◆ **Exercise directions**
Lay out these lines as a Markdown table with two columns, Row and Line. Number each row and leave out blank lines.

• • • • • • •

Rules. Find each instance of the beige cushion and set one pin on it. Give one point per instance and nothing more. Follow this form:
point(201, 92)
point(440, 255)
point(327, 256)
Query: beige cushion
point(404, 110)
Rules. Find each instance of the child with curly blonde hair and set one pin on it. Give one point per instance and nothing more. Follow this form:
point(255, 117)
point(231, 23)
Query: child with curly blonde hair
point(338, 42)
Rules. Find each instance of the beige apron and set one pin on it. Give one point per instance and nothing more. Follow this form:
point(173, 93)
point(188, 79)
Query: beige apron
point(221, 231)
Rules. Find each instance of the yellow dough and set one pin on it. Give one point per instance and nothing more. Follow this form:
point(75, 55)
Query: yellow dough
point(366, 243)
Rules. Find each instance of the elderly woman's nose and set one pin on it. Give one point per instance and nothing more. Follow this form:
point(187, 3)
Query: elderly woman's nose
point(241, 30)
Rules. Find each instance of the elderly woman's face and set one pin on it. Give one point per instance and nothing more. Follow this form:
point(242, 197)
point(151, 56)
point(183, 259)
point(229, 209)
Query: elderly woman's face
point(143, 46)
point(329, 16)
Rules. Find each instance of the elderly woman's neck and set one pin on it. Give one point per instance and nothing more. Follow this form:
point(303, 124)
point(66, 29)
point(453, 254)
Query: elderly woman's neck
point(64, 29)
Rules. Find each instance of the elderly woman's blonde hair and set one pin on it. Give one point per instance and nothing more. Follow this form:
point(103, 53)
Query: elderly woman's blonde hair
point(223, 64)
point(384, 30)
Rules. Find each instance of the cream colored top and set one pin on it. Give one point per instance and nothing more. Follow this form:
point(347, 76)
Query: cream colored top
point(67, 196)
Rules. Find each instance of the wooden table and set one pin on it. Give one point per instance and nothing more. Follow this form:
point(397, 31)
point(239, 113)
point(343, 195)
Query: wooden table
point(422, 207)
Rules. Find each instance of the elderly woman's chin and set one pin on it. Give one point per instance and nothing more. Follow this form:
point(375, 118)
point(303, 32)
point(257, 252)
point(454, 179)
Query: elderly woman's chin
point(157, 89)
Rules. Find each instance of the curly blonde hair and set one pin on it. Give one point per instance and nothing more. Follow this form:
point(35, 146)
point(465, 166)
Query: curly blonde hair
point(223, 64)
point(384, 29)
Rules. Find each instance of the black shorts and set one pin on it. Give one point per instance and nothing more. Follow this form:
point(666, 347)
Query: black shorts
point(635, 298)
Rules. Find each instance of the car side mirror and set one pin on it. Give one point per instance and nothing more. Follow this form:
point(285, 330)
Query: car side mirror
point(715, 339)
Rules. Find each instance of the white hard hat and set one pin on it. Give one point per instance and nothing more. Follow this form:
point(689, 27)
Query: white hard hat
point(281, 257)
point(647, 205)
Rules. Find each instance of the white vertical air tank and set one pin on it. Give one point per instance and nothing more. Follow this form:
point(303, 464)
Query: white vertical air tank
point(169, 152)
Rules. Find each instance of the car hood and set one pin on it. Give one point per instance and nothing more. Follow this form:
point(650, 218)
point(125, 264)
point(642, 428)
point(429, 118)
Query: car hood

• • • • • • •

◆ **Finished answer**
| Row | Line |
|---|---|
| 1 | Rules. Find each instance of the beige cushion and set one pin on it. Give one point per instance and nothing more. Follow this form: |
| 2 | point(201, 92) |
| 3 | point(440, 255) |
| 4 | point(327, 256) |
| 5 | Query: beige cushion |
| 6 | point(404, 110) |
| 7 | Rules. Find each instance of the child with curly blonde hair and set one pin on it. Give one point per instance and nothing more. Follow this form: |
| 8 | point(255, 117) |
| 9 | point(231, 23) |
| 10 | Query: child with curly blonde hair |
| 11 | point(338, 42) |
| 12 | Rules. Find each instance of the beige apron and set one pin on it. Give one point per instance and nothing more. Follow this form: |
| 13 | point(173, 93) |
| 14 | point(188, 79) |
| 15 | Query: beige apron |
| 16 | point(221, 231) |
| 17 | Rules. Find each instance of the yellow dough and set one pin on it. Give one point per instance and nothing more. Follow this form: |
| 18 | point(75, 55) |
| 19 | Query: yellow dough |
| 20 | point(366, 243) |
| 21 | Rules. Find each instance of the elderly woman's nose and set one pin on it. Give one point per instance and nothing more. Follow this form: |
| 22 | point(187, 3) |
| 23 | Query: elderly woman's nose |
| 24 | point(241, 30) |
| 25 | Rules. Find each instance of the elderly woman's face and set one pin on it. Give one point per instance and nothing more. Follow this form: |
| 26 | point(242, 197) |
| 27 | point(151, 56) |
| 28 | point(183, 259) |
| 29 | point(229, 209) |
| 30 | Query: elderly woman's face |
| 31 | point(143, 46) |
| 32 | point(329, 16) |
| 33 | Rules. Find each instance of the elderly woman's neck and set one pin on it. Give one point per instance and nothing more. Follow this form: |
| 34 | point(303, 124) |
| 35 | point(66, 29) |
| 36 | point(453, 254) |
| 37 | Query: elderly woman's neck |
| 38 | point(64, 29) |
| 39 | Rules. Find each instance of the elderly woman's blonde hair and set one pin on it. Give one point per instance and nothing more. Follow this form: |
| 40 | point(103, 53) |
| 41 | Query: elderly woman's blonde hair |
| 42 | point(223, 64) |
| 43 | point(384, 30) |
| 44 | Rules. Find each instance of the cream colored top and set one pin on it. Give one point per instance and nothing more. Follow this form: |
| 45 | point(347, 76) |
| 46 | Query: cream colored top |
| 47 | point(67, 196) |
| 48 | Rules. Find each instance of the wooden table and set one pin on it. Give one point per instance and nothing more. Follow this form: |
| 49 | point(397, 31) |
| 50 | point(239, 113) |
| 51 | point(343, 195) |
| 52 | Query: wooden table |
| 53 | point(422, 207) |
| 54 | Rules. Find each instance of the elderly woman's chin and set one pin on it. Give one point per instance and nothing more. Follow this form: |
| 55 | point(375, 118) |
| 56 | point(303, 32) |
| 57 | point(257, 252) |
| 58 | point(454, 179) |
| 59 | Query: elderly woman's chin |
| 60 | point(157, 89) |
| 61 | Rules. Find each instance of the curly blonde hair and set one pin on it. Give one point per instance and nothing more. Follow this form: |
| 62 | point(35, 146) |
| 63 | point(465, 166) |
| 64 | Query: curly blonde hair |
| 65 | point(223, 64) |
| 66 | point(384, 29) |
| 67 | Rules. Find each instance of the black shorts and set one pin on it. Give one point per instance and nothing more. Follow this form: |
| 68 | point(666, 347) |
| 69 | Query: black shorts |
| 70 | point(635, 298) |
| 71 | Rules. Find each instance of the car side mirror and set one pin on it. Give one point per instance and nothing more. Follow this form: |
| 72 | point(285, 330) |
| 73 | Query: car side mirror |
| 74 | point(715, 339) |
| 75 | Rules. Find each instance of the white hard hat and set one pin on it. Give one point per instance and nothing more. Follow this form: |
| 76 | point(689, 27) |
| 77 | Query: white hard hat |
| 78 | point(281, 257) |
| 79 | point(647, 205) |
| 80 | Rules. Find each instance of the white vertical air tank and set one pin on it. Give one point per instance and nothing more. Follow this form: |
| 81 | point(303, 464) |
| 82 | Query: white vertical air tank |
| 83 | point(169, 152) |
| 84 | Rules. Find each instance of the car hood and set one pin on it. Give one point per instance and nothing more. Follow this form: |
| 85 | point(650, 218) |
| 86 | point(125, 264) |
| 87 | point(642, 428) |
| 88 | point(429, 118) |
| 89 | Query: car hood |